# Document text
Today, I am pondering this quote:

“You may encounter many defeats, but you must not be defeated. In fact, it may be necessary to encounter the defeats, so you can know who you are, what you can rise from, how you can still come out of it.”

– Maya Angelou

I find it interesting how Ms. Angelou distinguishes between “encountering defeats” and “being defeated.”

We encounter defeats every day: Things don’t work out as planned, another person disagrees with us, we fall short of a goal.  But encountering defeat is something different from BEING DEFEATED.  Being defeated is something that takes place in the mind and spirit.  It’s a state of despair, of giving up, of abandoning goals and aspirations.  We stop caring, we stop trying.

In the early 2000s, I became seriously ill, and was hospitalized for five weeks in the spring.  Some of that time was spent in intensive care on a ventilator.  I was scheduled to begin my Ph.D. program in the fall.  By the time I was discharged in the summer, I was as weak as a newborn baby, in a lot of physical pain, and could hardly do anything but sleep.  A walk to the mailbox at the end of the road exhausted me.  Still, I was determined.

Text-to-region grounding data

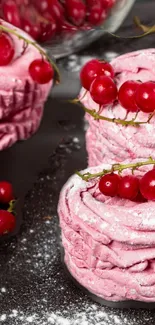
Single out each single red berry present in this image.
[0,210,16,235]
[99,173,120,196]
[90,76,117,106]
[0,33,15,66]
[99,61,115,79]
[2,0,21,27]
[135,81,155,113]
[118,80,140,112]
[22,18,41,40]
[140,169,155,201]
[66,0,86,26]
[39,20,57,42]
[33,0,48,13]
[80,59,100,90]
[61,20,78,33]
[102,0,116,10]
[29,59,54,84]
[87,5,107,26]
[48,0,64,23]
[86,0,102,8]
[0,181,14,204]
[118,175,139,200]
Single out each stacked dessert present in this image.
[0,20,54,150]
[58,49,155,302]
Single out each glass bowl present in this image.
[44,0,136,59]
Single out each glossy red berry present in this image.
[102,0,116,10]
[140,169,155,201]
[90,76,117,106]
[0,210,16,235]
[87,5,107,26]
[0,33,15,66]
[118,175,139,200]
[118,80,140,112]
[39,20,57,42]
[29,59,54,84]
[135,81,155,113]
[48,0,64,23]
[80,59,100,90]
[99,61,115,79]
[66,0,86,26]
[22,18,41,40]
[99,173,120,196]
[0,181,14,204]
[2,0,21,27]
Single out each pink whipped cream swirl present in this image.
[80,49,155,166]
[0,21,52,150]
[58,159,155,302]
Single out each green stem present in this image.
[75,100,154,127]
[76,157,155,182]
[0,25,60,83]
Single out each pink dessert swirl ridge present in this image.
[58,160,155,302]
[0,20,52,150]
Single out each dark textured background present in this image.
[0,0,155,325]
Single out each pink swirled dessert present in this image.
[58,160,155,302]
[0,20,53,150]
[80,49,155,166]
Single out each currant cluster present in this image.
[0,0,116,42]
[0,181,16,235]
[99,169,155,202]
[80,59,155,113]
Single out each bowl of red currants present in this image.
[0,0,135,59]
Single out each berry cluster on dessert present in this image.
[58,49,155,302]
[80,49,155,166]
[0,181,16,236]
[0,0,116,42]
[0,20,54,150]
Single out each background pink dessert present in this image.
[0,21,52,150]
[58,160,155,302]
[80,49,155,166]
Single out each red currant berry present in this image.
[99,173,120,196]
[0,33,15,66]
[48,0,64,22]
[61,20,78,33]
[0,210,16,235]
[87,5,107,26]
[80,59,100,90]
[66,0,86,26]
[2,0,21,27]
[102,0,116,10]
[86,0,102,8]
[39,20,57,42]
[29,59,54,84]
[118,175,139,200]
[118,80,140,112]
[0,181,14,204]
[90,76,117,106]
[99,61,115,79]
[135,81,155,113]
[140,169,155,201]
[22,18,40,40]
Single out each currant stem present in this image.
[134,16,155,33]
[76,157,155,182]
[74,99,154,127]
[0,25,60,83]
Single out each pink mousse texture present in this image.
[0,20,52,150]
[80,49,155,166]
[58,159,155,302]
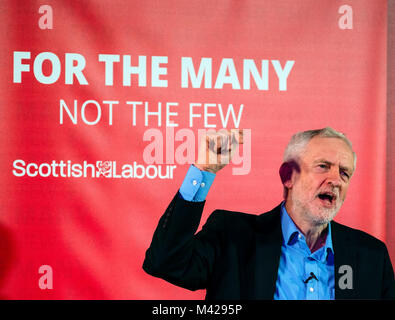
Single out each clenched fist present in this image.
[195,129,243,173]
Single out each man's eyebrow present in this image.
[314,159,333,165]
[314,159,352,173]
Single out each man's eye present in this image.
[340,171,349,179]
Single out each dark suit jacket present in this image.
[143,194,395,300]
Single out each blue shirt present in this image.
[179,165,335,300]
[274,203,335,300]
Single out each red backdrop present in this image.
[0,0,393,299]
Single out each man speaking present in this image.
[143,128,395,300]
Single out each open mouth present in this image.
[318,191,336,206]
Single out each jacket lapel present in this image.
[331,222,358,300]
[254,206,282,299]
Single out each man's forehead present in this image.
[303,137,354,162]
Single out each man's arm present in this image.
[143,130,241,290]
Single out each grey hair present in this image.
[283,127,357,198]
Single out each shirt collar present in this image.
[281,201,334,254]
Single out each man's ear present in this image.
[279,160,300,189]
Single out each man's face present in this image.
[287,137,354,225]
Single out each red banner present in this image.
[0,0,388,299]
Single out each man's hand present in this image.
[195,129,243,173]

# Apply what you read
[1] Set down the part of the reflection on the Maya Angelou quote from "In the early" through "I was determined.", word for word.
[2] Summarize the reflection on the Maya Angelou quote in two sentences.
The entries stand apart from the reflection on the Maya Angelou quote and are not connected to it.

# Responses to the exercise
[1]
In the early 2000s, I became seriously ill, and was hospitalized for five weeks in the spring.  Some of that time was spent in intensive care on a ventilator.  I was scheduled to begin my Ph.D. program in the fall.  By the time I was discharged in the summer, I was as weak as a newborn baby, in a lot of physical pain, and could hardly do anything but sleep.  A walk to the mailbox at the end of the road exhausted me.  Still, I was determined.

[2] The writer considers a Maya Angelou quote that separates encountering defeats, which happen every day, from being defeated, a state of despair and giving up that takes place in the mind and spirit. The writer then recalls a serious illness in the early 2000s that meant five weeks in the hospital and left the writer extremely weak before a Ph.D. program set to begin in the fall, yet still determined.